*** Rows ***

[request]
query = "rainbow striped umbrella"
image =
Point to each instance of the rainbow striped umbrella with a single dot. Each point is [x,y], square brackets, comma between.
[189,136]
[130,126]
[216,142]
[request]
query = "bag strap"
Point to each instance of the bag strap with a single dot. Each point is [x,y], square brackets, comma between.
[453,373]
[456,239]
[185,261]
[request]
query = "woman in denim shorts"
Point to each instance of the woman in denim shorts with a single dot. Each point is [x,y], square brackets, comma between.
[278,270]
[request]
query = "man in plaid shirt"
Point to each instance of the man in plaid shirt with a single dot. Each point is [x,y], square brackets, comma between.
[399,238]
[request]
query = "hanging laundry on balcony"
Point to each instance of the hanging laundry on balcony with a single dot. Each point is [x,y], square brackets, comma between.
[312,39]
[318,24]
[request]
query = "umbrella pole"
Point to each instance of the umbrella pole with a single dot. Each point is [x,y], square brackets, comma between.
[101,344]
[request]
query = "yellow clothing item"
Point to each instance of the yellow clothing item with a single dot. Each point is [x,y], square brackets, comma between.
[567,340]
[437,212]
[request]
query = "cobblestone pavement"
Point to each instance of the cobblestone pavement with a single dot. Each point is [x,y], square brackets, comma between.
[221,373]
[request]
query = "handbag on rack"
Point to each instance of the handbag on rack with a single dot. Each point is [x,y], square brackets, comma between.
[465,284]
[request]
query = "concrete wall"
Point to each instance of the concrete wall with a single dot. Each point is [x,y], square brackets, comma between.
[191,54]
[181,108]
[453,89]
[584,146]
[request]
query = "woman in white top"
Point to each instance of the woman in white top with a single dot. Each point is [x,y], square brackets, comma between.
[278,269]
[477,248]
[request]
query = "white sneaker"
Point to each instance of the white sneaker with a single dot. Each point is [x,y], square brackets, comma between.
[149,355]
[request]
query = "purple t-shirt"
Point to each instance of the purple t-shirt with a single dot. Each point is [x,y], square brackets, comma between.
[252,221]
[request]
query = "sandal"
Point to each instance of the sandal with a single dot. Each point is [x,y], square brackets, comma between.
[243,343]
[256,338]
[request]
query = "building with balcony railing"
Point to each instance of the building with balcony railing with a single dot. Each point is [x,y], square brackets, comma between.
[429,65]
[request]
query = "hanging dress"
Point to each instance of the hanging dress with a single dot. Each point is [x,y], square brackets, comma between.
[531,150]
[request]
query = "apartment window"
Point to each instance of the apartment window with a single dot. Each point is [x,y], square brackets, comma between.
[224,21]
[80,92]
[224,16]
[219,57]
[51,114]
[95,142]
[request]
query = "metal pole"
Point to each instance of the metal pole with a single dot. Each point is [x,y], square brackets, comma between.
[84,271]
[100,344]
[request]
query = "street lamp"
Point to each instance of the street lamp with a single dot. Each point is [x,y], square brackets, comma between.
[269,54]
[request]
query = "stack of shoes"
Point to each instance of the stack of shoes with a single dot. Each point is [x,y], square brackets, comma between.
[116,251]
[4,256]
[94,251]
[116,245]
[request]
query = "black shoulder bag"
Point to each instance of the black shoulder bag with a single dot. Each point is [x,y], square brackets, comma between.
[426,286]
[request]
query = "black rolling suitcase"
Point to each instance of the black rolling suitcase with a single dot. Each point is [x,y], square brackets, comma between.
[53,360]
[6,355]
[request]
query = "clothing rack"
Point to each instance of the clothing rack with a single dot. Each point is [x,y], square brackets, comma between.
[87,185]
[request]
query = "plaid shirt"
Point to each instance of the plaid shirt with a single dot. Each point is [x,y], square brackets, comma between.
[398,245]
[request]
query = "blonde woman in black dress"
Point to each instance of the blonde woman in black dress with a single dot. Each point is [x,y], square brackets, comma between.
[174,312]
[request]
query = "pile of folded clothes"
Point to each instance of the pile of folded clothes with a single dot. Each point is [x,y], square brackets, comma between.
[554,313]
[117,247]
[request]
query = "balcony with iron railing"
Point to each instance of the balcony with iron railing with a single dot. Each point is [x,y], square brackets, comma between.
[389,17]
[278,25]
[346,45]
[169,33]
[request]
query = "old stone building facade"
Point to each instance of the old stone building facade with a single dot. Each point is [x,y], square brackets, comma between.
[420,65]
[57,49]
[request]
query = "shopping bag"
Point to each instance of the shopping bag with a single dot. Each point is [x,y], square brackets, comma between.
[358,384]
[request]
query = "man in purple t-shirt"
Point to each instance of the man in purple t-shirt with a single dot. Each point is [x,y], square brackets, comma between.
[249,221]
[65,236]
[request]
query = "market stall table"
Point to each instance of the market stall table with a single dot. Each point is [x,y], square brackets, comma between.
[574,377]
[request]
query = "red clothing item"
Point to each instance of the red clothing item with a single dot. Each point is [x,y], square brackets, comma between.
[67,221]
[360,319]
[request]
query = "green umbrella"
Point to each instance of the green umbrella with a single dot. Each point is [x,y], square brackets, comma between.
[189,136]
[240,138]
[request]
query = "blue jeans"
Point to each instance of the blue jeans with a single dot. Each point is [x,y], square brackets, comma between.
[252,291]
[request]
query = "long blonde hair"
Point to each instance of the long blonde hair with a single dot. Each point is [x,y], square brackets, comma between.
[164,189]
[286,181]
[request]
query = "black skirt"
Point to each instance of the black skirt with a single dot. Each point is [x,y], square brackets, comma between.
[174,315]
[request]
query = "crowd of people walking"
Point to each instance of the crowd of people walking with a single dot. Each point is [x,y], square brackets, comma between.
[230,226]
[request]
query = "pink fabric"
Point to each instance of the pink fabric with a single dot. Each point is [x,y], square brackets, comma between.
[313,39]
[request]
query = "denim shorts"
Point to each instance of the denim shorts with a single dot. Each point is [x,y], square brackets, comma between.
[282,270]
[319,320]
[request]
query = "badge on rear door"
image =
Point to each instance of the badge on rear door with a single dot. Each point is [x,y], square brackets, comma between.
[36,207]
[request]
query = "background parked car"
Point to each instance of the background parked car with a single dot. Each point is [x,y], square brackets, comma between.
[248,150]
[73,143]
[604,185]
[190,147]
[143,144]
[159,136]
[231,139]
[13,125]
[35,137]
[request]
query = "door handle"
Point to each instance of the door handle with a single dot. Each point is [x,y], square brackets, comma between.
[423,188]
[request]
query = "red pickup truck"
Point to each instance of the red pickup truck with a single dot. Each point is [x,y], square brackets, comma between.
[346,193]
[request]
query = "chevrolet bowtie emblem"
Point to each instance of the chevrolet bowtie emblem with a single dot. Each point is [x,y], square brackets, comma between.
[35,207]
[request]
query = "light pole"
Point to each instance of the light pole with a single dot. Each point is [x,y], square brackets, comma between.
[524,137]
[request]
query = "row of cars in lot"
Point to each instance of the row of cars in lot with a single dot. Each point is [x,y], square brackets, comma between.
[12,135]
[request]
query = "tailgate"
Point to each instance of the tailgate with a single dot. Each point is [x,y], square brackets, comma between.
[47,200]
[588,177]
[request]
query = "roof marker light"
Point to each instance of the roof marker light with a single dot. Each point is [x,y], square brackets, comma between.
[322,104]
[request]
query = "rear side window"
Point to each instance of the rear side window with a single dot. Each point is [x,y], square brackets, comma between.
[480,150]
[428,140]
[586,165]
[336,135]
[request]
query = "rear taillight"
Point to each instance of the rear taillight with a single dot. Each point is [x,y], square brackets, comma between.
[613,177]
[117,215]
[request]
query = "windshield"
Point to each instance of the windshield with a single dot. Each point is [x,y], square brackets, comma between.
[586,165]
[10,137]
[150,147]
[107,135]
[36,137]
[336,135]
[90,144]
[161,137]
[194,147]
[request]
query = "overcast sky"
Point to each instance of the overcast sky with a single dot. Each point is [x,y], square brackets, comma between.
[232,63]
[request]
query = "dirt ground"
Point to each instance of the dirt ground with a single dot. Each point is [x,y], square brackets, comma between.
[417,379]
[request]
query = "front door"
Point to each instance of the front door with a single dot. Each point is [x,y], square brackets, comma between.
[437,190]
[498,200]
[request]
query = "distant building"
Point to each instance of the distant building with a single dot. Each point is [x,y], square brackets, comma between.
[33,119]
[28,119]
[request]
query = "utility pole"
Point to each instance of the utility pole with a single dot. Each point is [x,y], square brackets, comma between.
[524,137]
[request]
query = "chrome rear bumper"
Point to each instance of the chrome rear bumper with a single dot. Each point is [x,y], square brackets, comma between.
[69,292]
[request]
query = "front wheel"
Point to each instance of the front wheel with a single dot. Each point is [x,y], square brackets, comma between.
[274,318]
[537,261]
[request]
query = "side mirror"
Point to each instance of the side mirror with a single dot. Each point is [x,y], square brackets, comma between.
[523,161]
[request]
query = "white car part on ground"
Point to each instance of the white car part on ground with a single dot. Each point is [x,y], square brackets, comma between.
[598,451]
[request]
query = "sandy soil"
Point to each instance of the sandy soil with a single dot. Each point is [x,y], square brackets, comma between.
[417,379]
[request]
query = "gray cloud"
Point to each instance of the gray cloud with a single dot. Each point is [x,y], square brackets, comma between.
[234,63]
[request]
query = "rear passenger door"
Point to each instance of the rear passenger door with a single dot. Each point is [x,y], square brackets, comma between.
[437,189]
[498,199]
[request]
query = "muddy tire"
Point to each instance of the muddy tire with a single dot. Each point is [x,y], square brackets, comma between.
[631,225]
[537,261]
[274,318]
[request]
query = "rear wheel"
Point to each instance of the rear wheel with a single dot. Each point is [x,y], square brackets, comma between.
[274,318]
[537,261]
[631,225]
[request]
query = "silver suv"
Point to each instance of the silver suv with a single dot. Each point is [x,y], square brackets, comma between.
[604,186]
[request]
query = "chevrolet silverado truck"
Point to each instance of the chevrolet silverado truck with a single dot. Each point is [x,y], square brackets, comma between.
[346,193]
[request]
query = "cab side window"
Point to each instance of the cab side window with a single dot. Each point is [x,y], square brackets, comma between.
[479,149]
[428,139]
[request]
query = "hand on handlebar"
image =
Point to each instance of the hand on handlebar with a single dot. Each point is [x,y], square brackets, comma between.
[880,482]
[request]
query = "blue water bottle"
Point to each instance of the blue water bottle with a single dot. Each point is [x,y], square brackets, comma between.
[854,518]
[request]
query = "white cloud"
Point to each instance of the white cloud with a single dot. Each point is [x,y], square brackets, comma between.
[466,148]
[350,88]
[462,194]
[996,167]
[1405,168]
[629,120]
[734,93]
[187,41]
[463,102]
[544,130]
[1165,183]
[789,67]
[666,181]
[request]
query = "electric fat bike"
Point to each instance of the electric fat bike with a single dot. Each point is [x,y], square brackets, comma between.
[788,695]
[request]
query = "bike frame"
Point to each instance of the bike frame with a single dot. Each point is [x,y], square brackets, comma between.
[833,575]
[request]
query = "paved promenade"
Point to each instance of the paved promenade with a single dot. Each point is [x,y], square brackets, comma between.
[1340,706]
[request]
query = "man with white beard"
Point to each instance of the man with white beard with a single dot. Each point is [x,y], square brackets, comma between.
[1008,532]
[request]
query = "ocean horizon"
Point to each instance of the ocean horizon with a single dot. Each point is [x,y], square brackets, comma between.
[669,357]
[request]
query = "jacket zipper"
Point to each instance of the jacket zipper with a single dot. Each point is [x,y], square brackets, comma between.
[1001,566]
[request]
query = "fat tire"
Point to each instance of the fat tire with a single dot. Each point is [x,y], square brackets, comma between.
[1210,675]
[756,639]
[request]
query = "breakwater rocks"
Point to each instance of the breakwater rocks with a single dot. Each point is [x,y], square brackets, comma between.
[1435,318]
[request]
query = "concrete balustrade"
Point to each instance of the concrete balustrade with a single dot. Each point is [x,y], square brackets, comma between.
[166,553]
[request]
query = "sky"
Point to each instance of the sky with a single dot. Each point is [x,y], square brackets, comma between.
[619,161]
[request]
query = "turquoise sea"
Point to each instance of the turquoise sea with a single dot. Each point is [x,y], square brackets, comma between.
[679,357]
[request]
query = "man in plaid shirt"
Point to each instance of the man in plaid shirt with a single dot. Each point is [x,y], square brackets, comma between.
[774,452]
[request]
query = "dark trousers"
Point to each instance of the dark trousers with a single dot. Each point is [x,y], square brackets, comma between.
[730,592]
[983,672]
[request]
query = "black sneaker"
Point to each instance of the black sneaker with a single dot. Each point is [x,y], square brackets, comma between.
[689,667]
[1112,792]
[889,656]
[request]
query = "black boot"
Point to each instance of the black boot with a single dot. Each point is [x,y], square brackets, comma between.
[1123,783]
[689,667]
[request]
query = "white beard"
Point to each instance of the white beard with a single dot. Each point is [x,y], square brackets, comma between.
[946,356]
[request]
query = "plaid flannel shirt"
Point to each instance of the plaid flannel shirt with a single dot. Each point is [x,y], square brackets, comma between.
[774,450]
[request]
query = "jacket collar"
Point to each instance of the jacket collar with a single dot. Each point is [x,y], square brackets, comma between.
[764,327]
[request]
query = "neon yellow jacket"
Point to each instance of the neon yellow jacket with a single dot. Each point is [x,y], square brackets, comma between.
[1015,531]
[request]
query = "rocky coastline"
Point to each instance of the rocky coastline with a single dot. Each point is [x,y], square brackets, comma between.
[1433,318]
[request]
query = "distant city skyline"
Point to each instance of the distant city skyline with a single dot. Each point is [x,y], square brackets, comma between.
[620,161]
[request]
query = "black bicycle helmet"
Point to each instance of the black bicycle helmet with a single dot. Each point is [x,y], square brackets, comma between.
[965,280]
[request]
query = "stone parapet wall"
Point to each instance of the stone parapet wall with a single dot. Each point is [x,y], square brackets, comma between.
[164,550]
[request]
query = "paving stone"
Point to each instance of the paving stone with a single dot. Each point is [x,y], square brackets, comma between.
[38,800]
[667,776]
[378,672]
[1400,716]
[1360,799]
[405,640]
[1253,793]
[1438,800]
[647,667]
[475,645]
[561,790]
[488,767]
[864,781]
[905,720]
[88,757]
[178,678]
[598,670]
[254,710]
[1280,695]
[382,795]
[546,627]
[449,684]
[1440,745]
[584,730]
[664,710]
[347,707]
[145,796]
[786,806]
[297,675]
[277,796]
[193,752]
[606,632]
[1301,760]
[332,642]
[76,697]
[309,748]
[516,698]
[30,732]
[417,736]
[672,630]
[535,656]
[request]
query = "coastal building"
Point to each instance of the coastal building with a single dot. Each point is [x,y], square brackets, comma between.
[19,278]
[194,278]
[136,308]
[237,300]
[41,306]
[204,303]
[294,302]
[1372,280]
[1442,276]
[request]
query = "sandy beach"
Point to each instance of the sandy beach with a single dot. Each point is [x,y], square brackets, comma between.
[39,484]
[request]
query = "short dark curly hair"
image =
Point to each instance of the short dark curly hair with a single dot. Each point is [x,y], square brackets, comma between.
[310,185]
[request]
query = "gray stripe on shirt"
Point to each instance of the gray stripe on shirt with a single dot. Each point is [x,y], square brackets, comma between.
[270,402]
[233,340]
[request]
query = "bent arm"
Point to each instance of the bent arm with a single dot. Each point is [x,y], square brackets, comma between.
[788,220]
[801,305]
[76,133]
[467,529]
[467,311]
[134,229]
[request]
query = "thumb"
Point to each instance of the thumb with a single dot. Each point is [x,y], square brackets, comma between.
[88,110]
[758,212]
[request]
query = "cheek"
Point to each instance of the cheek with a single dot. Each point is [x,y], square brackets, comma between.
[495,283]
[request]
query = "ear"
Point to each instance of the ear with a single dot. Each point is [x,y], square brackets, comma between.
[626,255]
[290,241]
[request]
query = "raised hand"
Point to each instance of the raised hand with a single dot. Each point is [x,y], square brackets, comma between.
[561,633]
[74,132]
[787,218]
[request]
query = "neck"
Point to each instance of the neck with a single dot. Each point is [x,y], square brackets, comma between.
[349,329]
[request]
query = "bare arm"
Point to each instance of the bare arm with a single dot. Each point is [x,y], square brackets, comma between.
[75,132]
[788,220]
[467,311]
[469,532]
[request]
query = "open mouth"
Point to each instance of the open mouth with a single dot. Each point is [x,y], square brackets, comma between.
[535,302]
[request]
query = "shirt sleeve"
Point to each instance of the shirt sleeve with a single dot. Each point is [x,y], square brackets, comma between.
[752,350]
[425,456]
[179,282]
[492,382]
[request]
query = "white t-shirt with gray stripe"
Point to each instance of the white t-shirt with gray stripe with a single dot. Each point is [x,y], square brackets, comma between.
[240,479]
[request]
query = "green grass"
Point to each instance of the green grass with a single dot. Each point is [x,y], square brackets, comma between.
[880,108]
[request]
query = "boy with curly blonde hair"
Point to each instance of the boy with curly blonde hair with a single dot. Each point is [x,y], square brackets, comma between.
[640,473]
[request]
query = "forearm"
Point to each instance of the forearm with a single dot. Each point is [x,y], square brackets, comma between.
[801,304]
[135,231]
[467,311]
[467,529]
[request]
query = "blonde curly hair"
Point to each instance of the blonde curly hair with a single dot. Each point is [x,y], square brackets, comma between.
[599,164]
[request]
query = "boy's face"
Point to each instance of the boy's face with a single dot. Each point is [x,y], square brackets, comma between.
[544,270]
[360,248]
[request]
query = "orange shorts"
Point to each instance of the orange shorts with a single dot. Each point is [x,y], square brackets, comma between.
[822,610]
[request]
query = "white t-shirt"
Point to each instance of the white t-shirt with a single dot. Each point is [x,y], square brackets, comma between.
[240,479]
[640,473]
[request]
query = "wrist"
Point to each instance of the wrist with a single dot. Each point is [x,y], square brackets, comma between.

***

Pull out every line in the rows above that contains the word "balustrade".

Written solution:
query = "concrete balustrade"
Point to each instance of the concrete balustrade with a single dot. Each point is [x,y], square brackets, comma between.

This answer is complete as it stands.